• WHAT THIS TASK INVOLVES: If a line in the listing below includes the string "rough", pull it out.

• AVAILABLE DATA:
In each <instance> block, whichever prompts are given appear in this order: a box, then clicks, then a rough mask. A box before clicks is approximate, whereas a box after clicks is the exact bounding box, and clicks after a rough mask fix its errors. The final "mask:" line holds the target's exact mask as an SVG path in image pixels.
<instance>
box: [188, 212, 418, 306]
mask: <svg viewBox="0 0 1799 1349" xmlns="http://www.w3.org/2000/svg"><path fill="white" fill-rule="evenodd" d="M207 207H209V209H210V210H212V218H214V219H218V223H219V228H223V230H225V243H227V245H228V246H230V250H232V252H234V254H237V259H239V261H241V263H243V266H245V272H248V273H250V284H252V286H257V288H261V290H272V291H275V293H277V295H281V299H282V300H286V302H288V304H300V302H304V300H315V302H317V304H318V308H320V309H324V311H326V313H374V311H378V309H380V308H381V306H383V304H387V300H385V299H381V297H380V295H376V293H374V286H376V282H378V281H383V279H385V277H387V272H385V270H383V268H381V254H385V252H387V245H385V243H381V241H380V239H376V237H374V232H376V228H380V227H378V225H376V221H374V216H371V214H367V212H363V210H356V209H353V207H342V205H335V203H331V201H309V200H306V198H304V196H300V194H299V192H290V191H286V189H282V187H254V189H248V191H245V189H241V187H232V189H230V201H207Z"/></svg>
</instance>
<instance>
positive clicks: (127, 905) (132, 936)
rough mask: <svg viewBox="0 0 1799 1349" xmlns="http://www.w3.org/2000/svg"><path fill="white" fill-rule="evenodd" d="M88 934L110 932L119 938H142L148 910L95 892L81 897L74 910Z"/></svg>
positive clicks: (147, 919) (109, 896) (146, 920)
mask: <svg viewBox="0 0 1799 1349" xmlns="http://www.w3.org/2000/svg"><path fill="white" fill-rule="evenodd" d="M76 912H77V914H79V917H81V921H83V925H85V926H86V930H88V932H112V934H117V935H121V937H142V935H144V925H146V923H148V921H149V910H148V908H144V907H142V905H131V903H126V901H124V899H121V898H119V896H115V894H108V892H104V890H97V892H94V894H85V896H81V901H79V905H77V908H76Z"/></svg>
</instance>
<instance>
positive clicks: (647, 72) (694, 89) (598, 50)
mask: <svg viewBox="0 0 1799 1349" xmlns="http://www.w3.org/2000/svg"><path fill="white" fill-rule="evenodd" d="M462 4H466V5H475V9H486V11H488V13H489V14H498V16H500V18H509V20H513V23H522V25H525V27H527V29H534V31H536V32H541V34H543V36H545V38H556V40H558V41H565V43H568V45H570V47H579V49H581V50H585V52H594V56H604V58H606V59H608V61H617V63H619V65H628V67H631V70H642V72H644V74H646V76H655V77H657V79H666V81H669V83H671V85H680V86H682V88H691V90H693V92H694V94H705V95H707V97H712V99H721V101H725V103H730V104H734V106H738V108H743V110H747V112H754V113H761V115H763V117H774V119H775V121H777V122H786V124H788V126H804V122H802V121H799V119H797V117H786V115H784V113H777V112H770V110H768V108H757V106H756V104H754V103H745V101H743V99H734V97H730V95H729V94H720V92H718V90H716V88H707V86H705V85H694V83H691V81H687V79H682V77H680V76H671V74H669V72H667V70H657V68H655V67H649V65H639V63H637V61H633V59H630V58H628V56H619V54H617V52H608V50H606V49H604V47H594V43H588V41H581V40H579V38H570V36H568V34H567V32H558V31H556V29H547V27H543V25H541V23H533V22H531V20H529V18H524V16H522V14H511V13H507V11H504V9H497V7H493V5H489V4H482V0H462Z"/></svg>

• SOLUTION TO THIS PROBLEM:
In each <instance> block, whichever prompts are given appear in this order: a box, then clicks, then a rough mask. A box before clicks is approximate, whereas a box after clicks is the exact bounding box, and clicks after a rough mask fix its errors. The final "mask:" line holds the target's exact mask as an SVG path in image pixels.
rough mask: <svg viewBox="0 0 1799 1349" xmlns="http://www.w3.org/2000/svg"><path fill="white" fill-rule="evenodd" d="M88 934L110 932L119 938H142L148 910L95 892L81 897L74 910Z"/></svg>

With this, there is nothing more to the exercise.